* _CONSIGNE_:
Réécrivez s'il vous plaît en une phrase plus courte le paragraphe de l'extrait qui commence par « C'est ainsi que l'automne précédent », sans perdre ses faits principaux.

C'est ainsi que l'automne précédent, 1929, Mgr Turquetil ayant appris par le directeur d'une mission où il arrivait que la femme d'un païen fort connu dans le pays se mourait, il se rendit chez elle, et constata que le médecin du fort de la Compagnie avait déclaré qu'elle achevait d'expectorer son deuxième poumon.
Touché de son état pitoyable, non moins que de l'endurcissement de son mari, le prélat demanda à ce dernier :
— Si notre bonne sainte Thérèse guérit ta femme, embrasseras-tu notre religion?
— Grand Père, répondit-il, si ta sainte fait cela, je te promets d'aller me faire instruire à la Maison de la Prière.
— Entendu, fit Turquetil ; nous allons prier la petite sainte.
Et, de concert avec sa femme, qui était catholique, il commença une neuvaine.

* _LISTE DES LIGNES_:
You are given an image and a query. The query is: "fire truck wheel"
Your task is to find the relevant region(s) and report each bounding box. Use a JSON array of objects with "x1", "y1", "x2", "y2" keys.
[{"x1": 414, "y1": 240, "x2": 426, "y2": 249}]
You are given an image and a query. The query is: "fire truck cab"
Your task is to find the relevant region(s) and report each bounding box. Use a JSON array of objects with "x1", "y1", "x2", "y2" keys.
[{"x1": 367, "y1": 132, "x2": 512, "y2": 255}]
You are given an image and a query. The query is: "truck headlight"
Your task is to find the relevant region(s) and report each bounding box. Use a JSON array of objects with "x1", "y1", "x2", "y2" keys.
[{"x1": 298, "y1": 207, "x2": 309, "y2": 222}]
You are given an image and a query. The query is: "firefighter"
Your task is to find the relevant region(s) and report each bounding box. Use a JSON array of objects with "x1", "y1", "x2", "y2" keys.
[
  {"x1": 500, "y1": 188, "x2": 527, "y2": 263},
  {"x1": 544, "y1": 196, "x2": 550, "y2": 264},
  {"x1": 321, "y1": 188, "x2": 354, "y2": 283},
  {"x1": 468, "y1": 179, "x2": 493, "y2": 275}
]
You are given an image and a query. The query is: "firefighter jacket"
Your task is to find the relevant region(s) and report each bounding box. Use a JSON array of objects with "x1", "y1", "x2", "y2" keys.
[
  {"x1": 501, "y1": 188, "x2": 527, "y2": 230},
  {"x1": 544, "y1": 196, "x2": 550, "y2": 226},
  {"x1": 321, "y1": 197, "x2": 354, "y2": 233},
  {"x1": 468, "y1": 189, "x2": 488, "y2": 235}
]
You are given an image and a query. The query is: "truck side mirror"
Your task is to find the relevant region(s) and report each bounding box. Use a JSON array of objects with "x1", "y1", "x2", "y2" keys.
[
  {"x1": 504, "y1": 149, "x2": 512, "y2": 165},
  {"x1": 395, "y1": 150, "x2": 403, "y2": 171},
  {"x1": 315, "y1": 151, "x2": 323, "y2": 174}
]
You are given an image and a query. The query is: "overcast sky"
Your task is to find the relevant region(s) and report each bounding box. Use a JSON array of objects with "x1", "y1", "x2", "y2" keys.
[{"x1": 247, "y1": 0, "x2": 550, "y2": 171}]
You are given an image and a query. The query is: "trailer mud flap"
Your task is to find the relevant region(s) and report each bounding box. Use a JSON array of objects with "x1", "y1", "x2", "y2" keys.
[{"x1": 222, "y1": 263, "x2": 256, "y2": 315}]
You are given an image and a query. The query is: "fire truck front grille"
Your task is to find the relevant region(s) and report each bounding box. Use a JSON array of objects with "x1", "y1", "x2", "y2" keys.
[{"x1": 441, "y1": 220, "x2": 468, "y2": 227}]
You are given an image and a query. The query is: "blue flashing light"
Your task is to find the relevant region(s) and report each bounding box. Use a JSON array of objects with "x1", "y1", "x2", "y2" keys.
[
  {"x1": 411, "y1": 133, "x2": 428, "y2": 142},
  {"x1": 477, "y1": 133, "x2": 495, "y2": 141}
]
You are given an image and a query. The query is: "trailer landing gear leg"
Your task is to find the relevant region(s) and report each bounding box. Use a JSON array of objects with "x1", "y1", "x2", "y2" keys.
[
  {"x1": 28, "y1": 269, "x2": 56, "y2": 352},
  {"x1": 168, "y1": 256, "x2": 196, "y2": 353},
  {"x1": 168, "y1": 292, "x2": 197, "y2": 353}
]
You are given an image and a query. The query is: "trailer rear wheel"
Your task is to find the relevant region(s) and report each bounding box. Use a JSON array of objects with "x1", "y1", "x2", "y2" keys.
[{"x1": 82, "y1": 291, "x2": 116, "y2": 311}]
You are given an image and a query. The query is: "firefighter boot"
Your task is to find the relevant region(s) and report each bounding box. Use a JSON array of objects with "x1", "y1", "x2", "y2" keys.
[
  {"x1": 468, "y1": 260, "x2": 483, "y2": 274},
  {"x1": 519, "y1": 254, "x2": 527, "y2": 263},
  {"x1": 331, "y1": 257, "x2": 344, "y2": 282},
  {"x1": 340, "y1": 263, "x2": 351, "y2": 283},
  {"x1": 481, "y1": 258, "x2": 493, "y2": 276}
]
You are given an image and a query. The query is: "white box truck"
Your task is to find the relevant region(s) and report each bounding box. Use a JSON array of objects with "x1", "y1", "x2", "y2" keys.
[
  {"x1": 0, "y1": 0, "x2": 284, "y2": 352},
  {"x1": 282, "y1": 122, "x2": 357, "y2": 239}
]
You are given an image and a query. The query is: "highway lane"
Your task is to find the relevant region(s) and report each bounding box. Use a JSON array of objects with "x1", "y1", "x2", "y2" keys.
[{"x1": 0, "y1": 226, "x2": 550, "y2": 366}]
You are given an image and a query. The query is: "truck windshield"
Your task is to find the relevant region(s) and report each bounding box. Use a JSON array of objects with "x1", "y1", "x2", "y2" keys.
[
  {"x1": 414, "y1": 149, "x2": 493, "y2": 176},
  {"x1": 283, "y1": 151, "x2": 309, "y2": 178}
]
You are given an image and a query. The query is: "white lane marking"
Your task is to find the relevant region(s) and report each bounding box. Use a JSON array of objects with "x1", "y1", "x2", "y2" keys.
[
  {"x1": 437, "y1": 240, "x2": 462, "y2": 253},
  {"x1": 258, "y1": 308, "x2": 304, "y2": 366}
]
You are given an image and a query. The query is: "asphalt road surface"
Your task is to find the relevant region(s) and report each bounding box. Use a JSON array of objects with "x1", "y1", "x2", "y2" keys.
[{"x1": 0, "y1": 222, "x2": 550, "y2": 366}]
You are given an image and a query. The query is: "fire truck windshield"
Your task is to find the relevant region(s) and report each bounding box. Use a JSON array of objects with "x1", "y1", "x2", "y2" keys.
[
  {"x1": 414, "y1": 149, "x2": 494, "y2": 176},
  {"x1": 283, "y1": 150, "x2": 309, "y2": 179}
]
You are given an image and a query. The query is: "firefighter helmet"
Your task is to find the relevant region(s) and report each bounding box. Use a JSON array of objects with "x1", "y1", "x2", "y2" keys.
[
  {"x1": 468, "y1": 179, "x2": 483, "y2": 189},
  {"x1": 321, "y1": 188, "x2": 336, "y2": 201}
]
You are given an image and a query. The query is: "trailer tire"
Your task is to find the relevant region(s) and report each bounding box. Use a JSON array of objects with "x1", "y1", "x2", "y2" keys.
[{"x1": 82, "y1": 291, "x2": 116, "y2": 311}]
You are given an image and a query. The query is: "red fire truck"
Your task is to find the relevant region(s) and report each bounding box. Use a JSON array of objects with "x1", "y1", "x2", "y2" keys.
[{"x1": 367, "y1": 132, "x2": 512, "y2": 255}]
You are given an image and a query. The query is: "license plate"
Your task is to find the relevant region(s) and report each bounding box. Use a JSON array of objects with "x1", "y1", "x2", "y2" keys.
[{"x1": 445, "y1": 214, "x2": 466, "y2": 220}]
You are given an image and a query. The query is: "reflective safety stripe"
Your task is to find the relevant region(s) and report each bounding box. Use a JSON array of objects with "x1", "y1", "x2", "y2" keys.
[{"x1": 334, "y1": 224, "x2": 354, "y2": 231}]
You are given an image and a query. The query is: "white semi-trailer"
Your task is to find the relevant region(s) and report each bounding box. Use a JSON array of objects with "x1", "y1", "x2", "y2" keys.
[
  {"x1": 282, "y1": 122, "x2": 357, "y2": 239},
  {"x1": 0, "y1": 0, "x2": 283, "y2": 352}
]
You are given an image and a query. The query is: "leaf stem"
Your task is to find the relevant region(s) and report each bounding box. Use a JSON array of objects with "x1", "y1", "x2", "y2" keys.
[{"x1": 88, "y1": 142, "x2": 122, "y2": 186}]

==

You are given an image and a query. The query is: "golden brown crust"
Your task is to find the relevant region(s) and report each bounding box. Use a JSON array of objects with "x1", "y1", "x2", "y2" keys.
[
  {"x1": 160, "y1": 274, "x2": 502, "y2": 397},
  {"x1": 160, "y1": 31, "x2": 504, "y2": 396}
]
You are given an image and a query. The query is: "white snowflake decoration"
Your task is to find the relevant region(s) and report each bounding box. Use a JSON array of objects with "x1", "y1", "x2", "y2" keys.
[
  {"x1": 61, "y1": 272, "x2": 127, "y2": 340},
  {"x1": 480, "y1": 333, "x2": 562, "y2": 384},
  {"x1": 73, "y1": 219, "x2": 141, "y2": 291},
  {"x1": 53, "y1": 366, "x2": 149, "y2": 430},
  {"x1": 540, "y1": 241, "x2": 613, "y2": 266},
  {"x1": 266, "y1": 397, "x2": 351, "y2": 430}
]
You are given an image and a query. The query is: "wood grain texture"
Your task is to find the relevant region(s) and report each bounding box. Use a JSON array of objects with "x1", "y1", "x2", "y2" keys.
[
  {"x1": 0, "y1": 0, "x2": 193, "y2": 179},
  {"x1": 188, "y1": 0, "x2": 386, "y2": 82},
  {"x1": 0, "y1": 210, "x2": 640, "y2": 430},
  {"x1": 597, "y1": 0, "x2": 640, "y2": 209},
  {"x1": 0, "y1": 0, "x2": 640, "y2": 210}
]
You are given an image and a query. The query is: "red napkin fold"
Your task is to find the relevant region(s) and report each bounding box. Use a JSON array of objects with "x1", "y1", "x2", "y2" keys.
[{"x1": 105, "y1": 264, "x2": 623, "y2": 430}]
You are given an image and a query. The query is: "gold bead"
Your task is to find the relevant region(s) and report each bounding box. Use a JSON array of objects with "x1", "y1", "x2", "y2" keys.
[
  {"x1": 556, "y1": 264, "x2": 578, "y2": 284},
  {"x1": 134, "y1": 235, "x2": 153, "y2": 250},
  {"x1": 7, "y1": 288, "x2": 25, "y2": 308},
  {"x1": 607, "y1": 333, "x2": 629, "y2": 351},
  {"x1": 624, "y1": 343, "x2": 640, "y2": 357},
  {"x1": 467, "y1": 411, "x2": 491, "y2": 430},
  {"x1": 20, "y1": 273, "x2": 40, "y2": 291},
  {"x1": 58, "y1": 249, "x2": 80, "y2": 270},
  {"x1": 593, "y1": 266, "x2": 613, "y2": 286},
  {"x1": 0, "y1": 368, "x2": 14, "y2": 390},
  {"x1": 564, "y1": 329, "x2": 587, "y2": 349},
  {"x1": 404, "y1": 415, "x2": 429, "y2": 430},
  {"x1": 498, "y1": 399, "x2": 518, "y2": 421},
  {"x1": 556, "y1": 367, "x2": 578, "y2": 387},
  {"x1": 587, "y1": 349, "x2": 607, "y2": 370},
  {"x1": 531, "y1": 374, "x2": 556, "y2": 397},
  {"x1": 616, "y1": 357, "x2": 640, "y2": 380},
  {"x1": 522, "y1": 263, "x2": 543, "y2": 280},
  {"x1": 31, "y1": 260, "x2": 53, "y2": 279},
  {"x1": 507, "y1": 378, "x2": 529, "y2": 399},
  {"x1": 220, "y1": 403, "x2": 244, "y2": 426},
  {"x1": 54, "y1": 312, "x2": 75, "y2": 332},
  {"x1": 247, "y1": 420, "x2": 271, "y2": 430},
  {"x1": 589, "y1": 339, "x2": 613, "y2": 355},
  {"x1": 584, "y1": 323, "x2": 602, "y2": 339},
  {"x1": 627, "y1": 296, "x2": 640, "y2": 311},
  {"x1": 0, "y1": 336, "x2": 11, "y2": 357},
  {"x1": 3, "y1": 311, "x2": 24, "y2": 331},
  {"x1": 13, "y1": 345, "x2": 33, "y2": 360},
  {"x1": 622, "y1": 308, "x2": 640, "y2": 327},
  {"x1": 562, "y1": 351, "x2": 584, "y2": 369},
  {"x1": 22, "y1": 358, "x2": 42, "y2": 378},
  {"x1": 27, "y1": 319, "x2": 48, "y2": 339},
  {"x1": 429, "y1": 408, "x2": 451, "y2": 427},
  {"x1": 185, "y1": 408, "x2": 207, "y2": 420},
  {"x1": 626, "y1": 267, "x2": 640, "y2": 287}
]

* _RÉPONSE RÉDIGÉE_:
À l'automne 1929, informé par le directeur d'une mission que la femme d'un païen très connu se mourait, Mgr Turquetil alla la voir et apprit que, selon le médecin du fort de la Compagnie, elle achevait d'expectorer son deuxième poumon.